begin Document segment

SIMD Within a Register (SWAR) on Strings in Go 1.20

Created:

To introduce SWAR (SIMD within-a-register) techniques in go, we’ll implement the simplest thing I can think of: checking if a string is ASCII. SWAR is the technique of operating over multiple datapoints within one register of the cpu. In our case one 64-bit variable will contain 8 bytes of our string so we can process 8 bytes at a time. We’ll do this in go without any C functions or assembly.

The Baseline

To determine if a non-ascii code point is present in a utf-8 string, the high-bit of the first byte of the code-point will be set. If we perform a bitwise AND with 0x80 the result will be non-zero if the high bit is set. If we find a non-ascii character, return False. The first version of IsAscii checks the string one byte at a time:

func IsAsciiSlow(s string) bool {
	for i := 0; i < len(s); i++ {
		if 0x80&s[i] > 0 {
			return false
		}
	}
	return true
}

Go 1.20

Go 1.20 adds 3 New functions in the unsafe package: SliceData, String, and StringData. The unsafe.Add function was added in go 1.17 We’ll use the StringData and Add functions from the unsafe package for our SWAR code.

SWAR

On to the SWAR version of IsAscii. First get the bytes of the string using the following code: bytes := unsafe.StringData(s) . This gets a pointer to the bytes of the string. Then we cast the pointer to *uint64 to get the next 8 bytes of the string as an uint64. To proceed along the string, we do pointer addition by adding an offset to the pointer and then cast it to a pointer to a uint64. Then the * will get the actual uint64 value at that position.

// return 8 bytes at offset as an uint64
func GetBytesUint64(bytes *byte, offset int) uint64 {
	// add offset to the pointer and convert bytes to an int64
	data := *(*uint64)(unsafe.Add(unsafe.Pointer(bytes), offset))
	return data
}

In IsAsciiSlow above we checked each byte by ANDing it with 0x80. To use SWAR technique, we can do the AND operation on all 8 bytes of a uint64 in one operation, by ANDing it with 0x8080808080808080. Here’s the SWAR IsAscii function:

const ascii_mask = 0x8080808080808080

func IsAsciiSWAR(s string) bool {
	length := len(s)

end Document segment

Set exercise A> Reproduce the records from the line containing "Where can you find the muffin" through the end of the records, including both ends.
The article and the records that follow it come from unrelated sources.

begin Records for this exercise

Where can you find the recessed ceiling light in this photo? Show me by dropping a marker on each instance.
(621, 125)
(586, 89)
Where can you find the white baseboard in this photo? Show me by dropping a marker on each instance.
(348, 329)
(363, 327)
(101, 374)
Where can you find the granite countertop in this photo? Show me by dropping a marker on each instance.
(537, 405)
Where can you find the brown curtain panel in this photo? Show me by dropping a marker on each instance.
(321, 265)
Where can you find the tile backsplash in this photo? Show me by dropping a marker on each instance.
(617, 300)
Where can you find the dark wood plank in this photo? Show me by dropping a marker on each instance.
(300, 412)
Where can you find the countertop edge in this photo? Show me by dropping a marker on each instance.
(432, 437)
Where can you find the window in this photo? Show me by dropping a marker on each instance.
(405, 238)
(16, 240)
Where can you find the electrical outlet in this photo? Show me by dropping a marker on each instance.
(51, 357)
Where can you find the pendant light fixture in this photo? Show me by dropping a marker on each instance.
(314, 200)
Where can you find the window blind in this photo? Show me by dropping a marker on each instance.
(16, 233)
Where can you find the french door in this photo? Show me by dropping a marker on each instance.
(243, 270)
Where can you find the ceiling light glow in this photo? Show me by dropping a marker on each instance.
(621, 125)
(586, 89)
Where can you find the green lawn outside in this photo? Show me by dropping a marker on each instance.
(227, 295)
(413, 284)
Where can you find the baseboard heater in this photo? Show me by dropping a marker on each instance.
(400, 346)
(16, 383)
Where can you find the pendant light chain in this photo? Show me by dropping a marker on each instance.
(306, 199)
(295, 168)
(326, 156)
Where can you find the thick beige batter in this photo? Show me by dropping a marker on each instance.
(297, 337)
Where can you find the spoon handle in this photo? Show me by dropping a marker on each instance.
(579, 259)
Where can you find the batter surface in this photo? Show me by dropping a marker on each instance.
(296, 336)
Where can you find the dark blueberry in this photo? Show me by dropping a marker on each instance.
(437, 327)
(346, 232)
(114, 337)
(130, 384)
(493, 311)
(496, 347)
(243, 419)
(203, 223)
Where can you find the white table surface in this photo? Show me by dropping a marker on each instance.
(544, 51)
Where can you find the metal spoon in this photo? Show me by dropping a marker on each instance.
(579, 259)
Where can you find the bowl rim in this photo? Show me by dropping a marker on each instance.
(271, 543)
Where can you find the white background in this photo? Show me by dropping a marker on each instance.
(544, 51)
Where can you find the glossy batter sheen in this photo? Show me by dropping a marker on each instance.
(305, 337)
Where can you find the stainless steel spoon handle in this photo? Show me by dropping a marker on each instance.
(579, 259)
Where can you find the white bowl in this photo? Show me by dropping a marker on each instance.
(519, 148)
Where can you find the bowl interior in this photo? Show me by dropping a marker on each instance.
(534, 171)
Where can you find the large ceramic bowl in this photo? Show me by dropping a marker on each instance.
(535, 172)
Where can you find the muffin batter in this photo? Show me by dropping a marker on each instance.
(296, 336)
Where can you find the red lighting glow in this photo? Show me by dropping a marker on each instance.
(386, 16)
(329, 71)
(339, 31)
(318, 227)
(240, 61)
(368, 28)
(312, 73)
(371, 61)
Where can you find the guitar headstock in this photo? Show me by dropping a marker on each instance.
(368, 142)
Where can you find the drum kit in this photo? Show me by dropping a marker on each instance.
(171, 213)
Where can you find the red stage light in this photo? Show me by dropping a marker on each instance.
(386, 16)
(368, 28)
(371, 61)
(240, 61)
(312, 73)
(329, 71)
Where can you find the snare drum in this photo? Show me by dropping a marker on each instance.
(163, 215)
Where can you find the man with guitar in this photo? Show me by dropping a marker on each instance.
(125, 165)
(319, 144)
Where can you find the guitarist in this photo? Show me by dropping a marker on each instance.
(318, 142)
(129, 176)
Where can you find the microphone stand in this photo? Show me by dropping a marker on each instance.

end Records for this exercise

Set exercise B>
Answer these questions using the SWAR article:
(i) What value does the one-byte-at-a-time version AND each byte with?
(ii) In which Go version was the unsafe.Add function added?
(iii) How many bytes of the string does one 64-bit variable hold?

Right answer A>
Where can you find the muffin batter in this photo? Show me by dropping a marker on each instance.
(296, 336)
Where can you find the red lighting glow in this photo? Show me by dropping a marker on each instance.
(386, 16)
(329, 71)
(339, 31)
(318, 227)
(240, 61)
(368, 28)
(312, 73)
(371, 61)
Where can you find the guitar headstock in this photo? Show me by dropping a marker on each instance.
(368, 142)
Where can you find the drum kit in this photo? Show me by dropping a marker on each instance.
(171, 213)
Where can you find the red stage light in this photo? Show me by dropping a marker on each instance.
(386, 16)
(368, 28)
(371, 61)
(240, 61)
(312, 73)
(329, 71)
Where can you find the snare drum in this photo? Show me by dropping a marker on each instance.
(163, 215)
Where can you find the man with guitar in this photo? Show me by dropping a marker on each instance.
(125, 165)
(319, 144)
Where can you find the guitarist in this photo? Show me by dropping a marker on each instance.
(318, 142)
(129, 176)
Where can you find the microphone stand in this photo? Show me by dropping a marker on each instance.

Right answer B>
(i) 0x80
(ii) Go 1.17
(iii) 8 bytes